* _Consigne 1_
Reproduisez à l'identique le passage de la critique consacrée à Warax qui débute par « Les cavaliers de » et se poursuit jusqu'à « être le nôtre. », ces deux bornes comprises.

* _Extrait fourni_
Les cavaliers de l'apocalypse

 Avec Warax, Pavel Hak signe une fable nihiliste qui évoque l'implacable dureté d'un monde qui pourrait un jour être le nôtre.

Warax rassemble les destins parallèles de quatre groupes ou individus, quatre cavaliers évoluant dans un futur proche qui annonce l'apocalypse. Il y a d'abord l'histoire de Ted Warax, le belliqueux (son nom pourrait se traduire par hache de guerre), magnat des armes à la vision bushienne du monde, dont le plus vif souhait est de faire plonger l'Empire, sorte d'Amérique sur-dopée au cash et à la violence, dans un conflit mondial censé le sauver de l'atrophie. Et, du même coup, consolider sa fortune personnelle. Il y a aussi Preston, Rastignac de science-fiction, qui use de ses charmes de bellâtre auprès des femmes de la haute pour leur soutirer les secrets de leurs puissants maris. Il y a la meute, ces clandestins qui fuient leurs terres d'origine, échappant aux traques policières pour enfin tenter de se tailler une place dans la jungle de la mégalopole. Il y a cet anonyme, immatriculé FD 21, qui erre dans un monde ravagé par on ne sait quel cataclysme. Il y a enfin cette unité des forces spéciales en mission en territoire hostile, à la recherche d'armes de destruction massive. Quatre trames qui se déroulent dans un univers déboussolé, violent, injuste.

* _Consigne 2_
Restituez à l'identique les lignes des enregistrements qui débutent par la ligne contenant « Can you see the woman in dark » et se poursuivent jusqu'à la dernière ligne de ces enregistrements, ces deux lignes comprises.

Extraits de données de pointage:
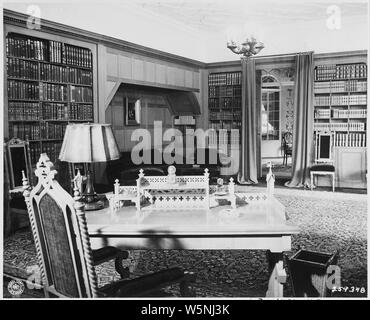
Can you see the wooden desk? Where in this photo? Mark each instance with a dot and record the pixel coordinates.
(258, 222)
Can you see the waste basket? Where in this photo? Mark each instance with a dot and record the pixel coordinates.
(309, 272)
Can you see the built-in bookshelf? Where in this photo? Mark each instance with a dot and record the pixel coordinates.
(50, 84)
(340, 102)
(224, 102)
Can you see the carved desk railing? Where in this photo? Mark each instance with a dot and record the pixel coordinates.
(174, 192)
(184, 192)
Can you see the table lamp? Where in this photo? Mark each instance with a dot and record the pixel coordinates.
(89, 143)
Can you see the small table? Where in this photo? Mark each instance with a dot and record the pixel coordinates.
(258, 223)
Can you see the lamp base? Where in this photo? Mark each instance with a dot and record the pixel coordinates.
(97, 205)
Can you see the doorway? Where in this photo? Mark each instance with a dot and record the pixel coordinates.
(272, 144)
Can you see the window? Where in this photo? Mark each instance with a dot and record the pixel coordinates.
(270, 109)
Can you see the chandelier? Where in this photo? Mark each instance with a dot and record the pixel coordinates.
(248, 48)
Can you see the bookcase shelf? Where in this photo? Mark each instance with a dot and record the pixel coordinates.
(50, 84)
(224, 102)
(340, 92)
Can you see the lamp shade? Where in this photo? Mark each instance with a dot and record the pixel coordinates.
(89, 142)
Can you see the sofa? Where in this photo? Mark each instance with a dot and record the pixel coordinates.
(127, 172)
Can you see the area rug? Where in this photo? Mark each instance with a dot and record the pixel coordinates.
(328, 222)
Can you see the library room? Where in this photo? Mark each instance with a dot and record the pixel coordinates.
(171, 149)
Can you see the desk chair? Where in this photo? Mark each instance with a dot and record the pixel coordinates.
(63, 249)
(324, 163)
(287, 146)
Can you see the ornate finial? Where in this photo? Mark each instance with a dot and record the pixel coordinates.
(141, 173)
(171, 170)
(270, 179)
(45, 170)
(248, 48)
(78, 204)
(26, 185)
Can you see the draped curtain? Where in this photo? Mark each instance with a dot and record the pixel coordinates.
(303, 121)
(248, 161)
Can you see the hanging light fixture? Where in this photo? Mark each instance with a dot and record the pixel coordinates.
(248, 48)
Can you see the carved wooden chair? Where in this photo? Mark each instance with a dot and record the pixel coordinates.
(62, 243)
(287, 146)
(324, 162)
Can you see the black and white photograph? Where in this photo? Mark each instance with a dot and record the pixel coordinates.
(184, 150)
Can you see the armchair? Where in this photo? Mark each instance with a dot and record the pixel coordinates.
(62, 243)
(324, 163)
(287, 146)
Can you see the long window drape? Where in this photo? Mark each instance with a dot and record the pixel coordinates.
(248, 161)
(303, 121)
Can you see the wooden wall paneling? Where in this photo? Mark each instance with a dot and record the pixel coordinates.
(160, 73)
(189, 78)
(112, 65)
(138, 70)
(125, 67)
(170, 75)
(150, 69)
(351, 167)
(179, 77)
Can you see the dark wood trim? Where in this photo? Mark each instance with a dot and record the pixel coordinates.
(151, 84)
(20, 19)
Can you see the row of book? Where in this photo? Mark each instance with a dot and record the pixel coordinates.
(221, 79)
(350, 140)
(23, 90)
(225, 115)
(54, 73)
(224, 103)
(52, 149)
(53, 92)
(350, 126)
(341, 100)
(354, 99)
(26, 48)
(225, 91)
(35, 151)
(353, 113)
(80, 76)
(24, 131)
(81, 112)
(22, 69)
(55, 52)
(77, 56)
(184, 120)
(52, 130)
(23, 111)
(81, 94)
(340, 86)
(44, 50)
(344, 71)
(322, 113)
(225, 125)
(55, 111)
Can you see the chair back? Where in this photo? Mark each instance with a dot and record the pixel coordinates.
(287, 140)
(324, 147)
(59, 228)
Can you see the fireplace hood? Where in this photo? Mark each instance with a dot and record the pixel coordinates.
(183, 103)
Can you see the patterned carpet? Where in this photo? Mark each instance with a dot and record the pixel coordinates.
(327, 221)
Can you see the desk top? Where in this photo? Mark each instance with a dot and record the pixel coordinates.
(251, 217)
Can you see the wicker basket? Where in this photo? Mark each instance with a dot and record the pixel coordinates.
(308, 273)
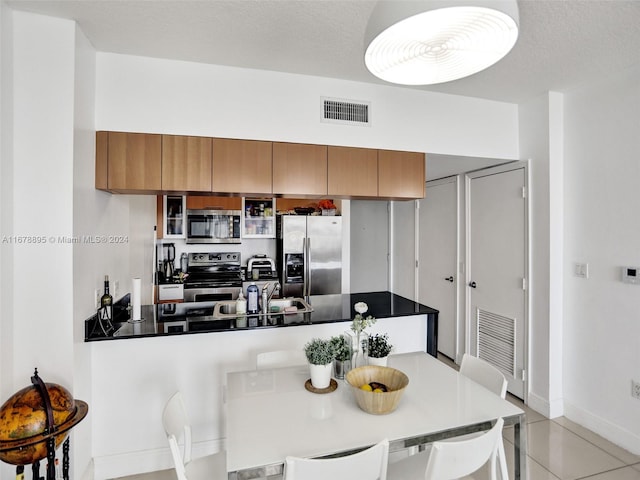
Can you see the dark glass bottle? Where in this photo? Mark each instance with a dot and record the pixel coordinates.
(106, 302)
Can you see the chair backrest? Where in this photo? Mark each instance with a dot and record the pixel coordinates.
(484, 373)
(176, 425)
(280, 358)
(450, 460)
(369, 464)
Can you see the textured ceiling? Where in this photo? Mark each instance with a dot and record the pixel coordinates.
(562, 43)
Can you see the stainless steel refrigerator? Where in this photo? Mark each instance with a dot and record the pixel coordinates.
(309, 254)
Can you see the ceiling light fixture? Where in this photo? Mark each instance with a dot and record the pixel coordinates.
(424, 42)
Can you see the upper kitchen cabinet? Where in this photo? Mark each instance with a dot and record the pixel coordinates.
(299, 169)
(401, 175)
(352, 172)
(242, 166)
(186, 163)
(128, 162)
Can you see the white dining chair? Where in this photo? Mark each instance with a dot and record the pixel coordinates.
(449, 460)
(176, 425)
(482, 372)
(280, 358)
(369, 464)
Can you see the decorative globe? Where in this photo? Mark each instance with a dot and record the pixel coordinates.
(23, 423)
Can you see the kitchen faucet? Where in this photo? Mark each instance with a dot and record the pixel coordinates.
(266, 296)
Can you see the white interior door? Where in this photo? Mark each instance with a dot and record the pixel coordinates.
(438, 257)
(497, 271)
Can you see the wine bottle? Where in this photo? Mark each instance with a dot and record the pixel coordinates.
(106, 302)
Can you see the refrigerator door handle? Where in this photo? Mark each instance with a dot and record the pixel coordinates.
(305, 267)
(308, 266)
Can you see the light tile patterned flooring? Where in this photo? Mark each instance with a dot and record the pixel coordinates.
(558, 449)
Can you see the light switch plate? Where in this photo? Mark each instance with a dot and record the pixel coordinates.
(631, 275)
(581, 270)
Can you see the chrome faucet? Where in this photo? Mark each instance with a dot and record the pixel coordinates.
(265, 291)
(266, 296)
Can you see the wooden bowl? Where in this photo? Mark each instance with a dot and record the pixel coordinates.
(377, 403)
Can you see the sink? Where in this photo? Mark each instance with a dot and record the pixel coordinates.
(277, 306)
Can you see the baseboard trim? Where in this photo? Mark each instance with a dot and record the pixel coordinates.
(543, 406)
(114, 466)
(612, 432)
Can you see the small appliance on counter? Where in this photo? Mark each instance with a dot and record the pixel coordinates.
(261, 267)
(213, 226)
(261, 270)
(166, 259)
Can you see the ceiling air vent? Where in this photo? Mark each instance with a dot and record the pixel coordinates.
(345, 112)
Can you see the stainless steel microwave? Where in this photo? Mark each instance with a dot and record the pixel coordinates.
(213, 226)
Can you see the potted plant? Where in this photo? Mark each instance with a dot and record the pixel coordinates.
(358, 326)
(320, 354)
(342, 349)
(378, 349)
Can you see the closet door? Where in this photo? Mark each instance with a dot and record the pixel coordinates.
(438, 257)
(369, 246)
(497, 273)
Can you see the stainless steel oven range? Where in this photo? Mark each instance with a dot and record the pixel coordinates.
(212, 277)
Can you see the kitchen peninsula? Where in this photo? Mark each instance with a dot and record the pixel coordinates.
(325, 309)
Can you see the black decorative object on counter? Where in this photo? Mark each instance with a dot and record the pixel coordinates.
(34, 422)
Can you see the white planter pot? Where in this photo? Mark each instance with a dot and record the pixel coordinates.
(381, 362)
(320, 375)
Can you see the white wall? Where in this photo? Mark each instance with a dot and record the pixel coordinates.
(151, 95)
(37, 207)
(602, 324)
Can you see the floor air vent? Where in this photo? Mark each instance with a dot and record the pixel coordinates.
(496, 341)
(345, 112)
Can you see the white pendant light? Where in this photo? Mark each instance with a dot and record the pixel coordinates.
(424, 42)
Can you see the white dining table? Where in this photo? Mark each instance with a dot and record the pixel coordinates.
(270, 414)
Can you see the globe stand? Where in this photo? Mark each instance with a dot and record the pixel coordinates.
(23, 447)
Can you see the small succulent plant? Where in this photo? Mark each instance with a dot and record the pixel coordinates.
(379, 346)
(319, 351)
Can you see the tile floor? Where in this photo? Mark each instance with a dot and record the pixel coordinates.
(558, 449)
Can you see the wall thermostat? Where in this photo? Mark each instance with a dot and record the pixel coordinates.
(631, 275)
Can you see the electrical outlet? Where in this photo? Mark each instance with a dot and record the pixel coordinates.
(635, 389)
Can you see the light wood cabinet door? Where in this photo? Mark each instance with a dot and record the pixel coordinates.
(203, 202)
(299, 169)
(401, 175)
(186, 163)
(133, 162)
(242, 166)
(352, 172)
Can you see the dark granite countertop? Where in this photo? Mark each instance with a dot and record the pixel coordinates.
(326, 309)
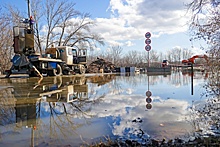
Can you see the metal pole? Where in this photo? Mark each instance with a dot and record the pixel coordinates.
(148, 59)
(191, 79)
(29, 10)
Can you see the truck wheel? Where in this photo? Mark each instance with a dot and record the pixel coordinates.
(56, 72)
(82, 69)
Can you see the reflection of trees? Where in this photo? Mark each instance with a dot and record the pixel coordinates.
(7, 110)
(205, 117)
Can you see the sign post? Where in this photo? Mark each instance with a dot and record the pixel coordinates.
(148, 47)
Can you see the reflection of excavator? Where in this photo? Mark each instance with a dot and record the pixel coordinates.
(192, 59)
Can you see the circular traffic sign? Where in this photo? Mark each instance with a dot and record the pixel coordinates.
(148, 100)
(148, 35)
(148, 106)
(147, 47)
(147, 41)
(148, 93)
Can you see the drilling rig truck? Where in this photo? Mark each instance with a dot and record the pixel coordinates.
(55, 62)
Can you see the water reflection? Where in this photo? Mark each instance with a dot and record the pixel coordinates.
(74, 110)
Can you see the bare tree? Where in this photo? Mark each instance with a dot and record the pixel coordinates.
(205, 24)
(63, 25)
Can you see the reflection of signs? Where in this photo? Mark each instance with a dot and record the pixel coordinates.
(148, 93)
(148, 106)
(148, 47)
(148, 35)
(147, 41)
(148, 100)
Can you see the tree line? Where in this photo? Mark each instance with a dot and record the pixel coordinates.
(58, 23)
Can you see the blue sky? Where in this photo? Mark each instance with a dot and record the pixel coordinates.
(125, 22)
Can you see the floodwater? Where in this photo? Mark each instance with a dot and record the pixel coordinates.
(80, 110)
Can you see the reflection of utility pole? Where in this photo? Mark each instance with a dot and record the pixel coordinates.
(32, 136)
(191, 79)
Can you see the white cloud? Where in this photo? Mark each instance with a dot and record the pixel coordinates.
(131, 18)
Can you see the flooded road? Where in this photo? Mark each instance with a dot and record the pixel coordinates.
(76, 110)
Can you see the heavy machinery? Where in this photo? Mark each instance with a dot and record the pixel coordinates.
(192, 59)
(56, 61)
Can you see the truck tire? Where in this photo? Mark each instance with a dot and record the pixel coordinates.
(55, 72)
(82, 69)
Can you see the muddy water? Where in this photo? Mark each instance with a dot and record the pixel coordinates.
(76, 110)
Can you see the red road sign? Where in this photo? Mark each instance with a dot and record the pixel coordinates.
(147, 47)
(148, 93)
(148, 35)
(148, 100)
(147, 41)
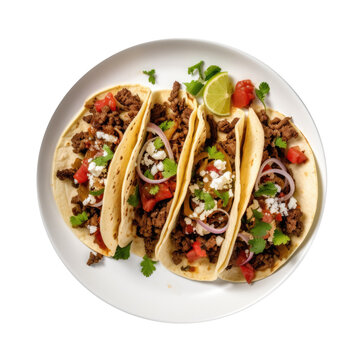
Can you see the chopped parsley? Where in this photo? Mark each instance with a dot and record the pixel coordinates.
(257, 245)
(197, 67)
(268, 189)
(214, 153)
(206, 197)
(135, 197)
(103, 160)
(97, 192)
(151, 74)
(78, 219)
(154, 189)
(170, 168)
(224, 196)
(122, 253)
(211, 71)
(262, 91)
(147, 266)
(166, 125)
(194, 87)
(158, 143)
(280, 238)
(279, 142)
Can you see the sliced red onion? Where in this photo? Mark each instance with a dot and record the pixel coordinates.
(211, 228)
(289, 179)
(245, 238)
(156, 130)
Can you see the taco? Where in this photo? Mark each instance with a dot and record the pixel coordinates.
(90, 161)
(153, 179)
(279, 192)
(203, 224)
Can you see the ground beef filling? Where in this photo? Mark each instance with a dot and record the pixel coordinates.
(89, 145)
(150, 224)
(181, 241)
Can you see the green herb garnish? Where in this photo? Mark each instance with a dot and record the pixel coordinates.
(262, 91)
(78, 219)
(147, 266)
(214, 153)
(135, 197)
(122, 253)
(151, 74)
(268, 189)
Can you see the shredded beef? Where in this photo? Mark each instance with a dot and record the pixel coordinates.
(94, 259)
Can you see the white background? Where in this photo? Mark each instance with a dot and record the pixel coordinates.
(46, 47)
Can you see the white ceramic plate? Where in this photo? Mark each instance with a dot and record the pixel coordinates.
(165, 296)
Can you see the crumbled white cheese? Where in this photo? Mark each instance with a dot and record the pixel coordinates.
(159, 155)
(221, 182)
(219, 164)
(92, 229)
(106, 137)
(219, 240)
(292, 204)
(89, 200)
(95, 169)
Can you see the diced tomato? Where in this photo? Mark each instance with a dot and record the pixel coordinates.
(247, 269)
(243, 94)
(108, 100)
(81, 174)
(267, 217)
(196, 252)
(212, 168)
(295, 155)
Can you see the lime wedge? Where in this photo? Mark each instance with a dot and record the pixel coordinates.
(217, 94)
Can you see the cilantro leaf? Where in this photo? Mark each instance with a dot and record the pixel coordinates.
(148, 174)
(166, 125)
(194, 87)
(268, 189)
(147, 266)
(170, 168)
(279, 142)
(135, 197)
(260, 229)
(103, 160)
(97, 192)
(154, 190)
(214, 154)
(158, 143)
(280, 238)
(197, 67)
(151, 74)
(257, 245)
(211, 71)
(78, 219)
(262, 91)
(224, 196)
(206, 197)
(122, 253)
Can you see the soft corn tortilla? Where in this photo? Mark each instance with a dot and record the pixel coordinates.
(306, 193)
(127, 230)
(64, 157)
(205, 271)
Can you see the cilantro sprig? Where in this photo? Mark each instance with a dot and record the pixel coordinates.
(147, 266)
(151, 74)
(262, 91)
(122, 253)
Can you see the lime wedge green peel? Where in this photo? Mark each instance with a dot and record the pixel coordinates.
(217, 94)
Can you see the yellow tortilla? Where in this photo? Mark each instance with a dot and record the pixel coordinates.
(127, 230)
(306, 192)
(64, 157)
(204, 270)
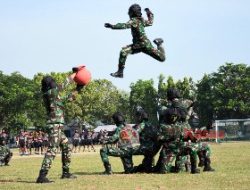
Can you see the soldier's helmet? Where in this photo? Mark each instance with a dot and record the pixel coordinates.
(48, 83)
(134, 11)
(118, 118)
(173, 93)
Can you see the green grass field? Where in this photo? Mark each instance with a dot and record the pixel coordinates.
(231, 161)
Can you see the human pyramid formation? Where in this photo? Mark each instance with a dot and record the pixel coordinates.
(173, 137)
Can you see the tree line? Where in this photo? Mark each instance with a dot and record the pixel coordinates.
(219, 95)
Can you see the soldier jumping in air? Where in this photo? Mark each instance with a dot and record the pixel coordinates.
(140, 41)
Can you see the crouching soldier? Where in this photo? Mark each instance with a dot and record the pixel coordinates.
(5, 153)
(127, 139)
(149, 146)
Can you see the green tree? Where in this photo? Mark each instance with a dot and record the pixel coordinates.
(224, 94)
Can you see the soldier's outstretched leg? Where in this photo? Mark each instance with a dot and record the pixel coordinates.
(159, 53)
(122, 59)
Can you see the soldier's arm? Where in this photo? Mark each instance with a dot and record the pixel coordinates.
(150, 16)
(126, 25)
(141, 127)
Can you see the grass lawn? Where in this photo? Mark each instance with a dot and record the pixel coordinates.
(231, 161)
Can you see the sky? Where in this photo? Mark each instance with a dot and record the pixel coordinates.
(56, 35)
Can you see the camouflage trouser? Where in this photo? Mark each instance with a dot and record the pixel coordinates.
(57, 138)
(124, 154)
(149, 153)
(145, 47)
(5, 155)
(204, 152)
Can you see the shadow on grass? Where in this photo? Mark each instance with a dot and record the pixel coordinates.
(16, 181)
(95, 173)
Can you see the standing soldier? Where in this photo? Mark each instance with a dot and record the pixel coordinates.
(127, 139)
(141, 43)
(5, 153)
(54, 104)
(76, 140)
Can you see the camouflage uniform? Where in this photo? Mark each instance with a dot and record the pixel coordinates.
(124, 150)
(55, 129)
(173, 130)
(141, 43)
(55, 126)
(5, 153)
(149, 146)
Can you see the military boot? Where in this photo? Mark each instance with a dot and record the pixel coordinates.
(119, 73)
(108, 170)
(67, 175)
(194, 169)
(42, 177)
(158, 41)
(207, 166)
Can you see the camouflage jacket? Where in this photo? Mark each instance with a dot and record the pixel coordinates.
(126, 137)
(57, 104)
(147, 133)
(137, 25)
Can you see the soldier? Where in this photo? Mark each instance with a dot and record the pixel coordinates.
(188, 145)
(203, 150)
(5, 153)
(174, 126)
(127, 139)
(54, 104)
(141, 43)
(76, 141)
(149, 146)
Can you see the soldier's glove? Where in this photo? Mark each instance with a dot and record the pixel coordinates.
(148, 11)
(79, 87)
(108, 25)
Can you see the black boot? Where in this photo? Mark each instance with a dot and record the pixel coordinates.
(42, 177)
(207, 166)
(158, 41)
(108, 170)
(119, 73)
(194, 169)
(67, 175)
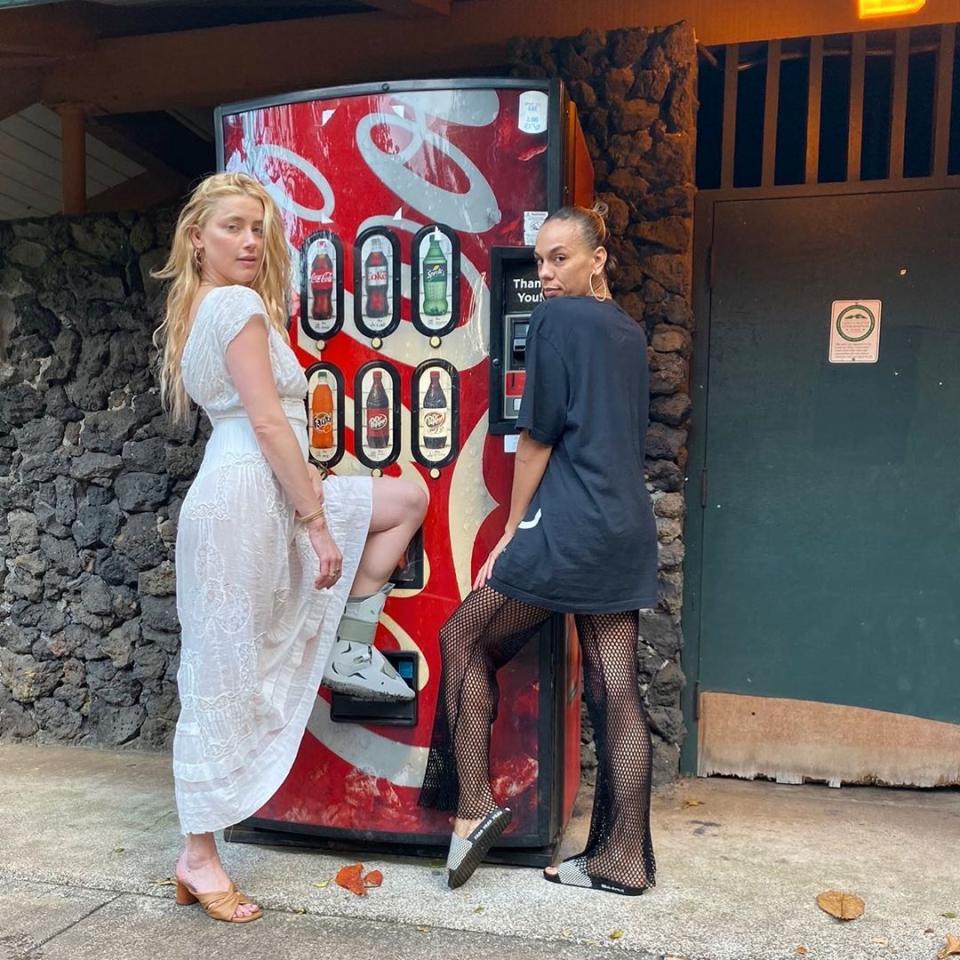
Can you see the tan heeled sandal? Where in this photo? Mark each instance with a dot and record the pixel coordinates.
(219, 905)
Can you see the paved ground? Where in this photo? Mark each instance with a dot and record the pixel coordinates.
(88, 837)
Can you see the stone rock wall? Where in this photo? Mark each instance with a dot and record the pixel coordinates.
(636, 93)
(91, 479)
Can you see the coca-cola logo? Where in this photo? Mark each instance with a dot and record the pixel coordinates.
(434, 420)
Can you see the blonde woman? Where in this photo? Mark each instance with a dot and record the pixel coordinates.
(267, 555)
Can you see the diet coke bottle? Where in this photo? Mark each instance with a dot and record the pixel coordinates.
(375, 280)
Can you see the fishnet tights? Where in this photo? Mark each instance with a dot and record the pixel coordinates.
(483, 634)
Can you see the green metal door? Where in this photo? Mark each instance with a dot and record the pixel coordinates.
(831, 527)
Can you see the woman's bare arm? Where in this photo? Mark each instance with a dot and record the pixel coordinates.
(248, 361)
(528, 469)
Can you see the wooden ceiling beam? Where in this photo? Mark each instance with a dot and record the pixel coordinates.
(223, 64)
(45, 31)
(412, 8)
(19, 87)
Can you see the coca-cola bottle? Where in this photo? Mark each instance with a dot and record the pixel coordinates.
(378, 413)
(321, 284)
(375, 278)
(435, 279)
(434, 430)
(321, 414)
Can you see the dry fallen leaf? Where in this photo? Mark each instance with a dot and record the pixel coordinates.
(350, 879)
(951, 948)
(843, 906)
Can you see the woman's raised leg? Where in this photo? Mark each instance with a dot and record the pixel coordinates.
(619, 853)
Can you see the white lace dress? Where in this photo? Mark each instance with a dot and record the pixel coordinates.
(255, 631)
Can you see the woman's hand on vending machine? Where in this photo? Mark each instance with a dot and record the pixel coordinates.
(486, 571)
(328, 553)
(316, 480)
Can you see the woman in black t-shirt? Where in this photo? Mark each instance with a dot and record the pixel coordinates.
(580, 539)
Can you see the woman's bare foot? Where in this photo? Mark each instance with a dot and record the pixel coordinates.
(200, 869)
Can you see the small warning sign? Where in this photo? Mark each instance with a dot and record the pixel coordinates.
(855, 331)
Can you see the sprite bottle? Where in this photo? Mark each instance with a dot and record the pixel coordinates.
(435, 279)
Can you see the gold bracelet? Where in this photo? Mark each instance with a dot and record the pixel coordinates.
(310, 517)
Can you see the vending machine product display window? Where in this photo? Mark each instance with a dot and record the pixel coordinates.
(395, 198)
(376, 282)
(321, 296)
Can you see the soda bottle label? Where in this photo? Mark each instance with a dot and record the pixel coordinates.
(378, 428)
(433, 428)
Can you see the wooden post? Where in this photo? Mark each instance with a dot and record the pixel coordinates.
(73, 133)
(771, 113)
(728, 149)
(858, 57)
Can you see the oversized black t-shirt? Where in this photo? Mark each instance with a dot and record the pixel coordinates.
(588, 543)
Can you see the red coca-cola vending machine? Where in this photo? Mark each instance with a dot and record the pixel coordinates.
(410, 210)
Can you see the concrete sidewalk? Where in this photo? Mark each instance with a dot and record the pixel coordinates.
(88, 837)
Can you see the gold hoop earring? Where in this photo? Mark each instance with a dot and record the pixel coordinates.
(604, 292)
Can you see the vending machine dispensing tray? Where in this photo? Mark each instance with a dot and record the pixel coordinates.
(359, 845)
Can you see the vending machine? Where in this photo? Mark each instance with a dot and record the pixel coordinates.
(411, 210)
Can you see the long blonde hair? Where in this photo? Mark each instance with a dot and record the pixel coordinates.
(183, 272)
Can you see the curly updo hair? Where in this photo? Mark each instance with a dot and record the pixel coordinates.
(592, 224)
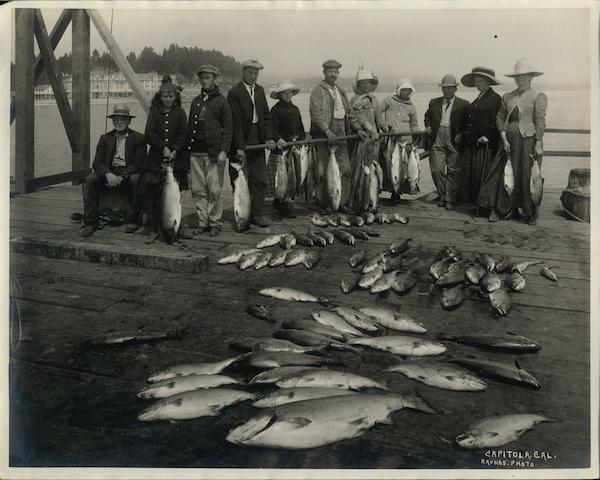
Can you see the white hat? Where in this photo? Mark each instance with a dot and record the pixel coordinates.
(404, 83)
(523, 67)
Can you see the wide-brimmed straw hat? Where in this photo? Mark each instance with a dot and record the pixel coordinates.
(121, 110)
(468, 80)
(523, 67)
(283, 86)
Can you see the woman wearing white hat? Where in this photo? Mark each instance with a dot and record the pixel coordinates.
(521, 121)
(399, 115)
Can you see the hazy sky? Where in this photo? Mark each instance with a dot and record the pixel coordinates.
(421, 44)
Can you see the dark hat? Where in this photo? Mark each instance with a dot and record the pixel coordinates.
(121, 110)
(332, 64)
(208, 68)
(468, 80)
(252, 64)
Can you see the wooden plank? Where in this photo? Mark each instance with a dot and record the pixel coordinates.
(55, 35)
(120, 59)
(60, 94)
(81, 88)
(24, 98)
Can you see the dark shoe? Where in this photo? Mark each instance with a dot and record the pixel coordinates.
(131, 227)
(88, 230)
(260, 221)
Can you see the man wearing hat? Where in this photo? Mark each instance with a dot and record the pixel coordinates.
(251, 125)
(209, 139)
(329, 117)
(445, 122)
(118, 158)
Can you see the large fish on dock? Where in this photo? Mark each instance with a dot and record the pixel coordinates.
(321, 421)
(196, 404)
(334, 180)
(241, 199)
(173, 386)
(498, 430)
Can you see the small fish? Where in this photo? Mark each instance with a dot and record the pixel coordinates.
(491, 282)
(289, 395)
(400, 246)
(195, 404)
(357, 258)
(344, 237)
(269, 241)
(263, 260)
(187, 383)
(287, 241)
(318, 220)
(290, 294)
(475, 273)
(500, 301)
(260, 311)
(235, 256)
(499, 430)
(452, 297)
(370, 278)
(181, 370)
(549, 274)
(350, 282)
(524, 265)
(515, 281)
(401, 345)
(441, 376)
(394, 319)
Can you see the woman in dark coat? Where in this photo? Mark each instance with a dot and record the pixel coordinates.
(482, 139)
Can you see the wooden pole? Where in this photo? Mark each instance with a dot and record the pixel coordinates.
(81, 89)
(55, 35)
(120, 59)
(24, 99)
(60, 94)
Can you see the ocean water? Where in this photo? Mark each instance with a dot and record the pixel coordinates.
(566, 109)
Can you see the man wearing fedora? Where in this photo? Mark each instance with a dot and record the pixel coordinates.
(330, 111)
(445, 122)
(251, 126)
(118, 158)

* _Réponse attendue 1_
Les cavaliers de l'apocalypse

 Avec Warax, Pavel Hak signe une fable nihiliste qui évoque l'implacable dureté d'un monde qui pourrait un jour être le nôtre.

* _Réponse attendue 2_
Can you see the woman in dark coat? Where in this photo? Mark each instance with a dot and record the pixel coordinates.
(482, 139)
Can you see the wooden pole? Where in this photo? Mark each instance with a dot and record the pixel coordinates.
(81, 89)
(55, 35)
(120, 59)
(24, 99)
(60, 94)
Can you see the ocean water? Where in this photo? Mark each instance with a dot and record the pixel coordinates.
(566, 109)
Can you see the man wearing fedora? Where in this photo? Mark each instance with a dot and record the pixel coordinates.
(330, 111)
(445, 122)
(251, 126)
(118, 158)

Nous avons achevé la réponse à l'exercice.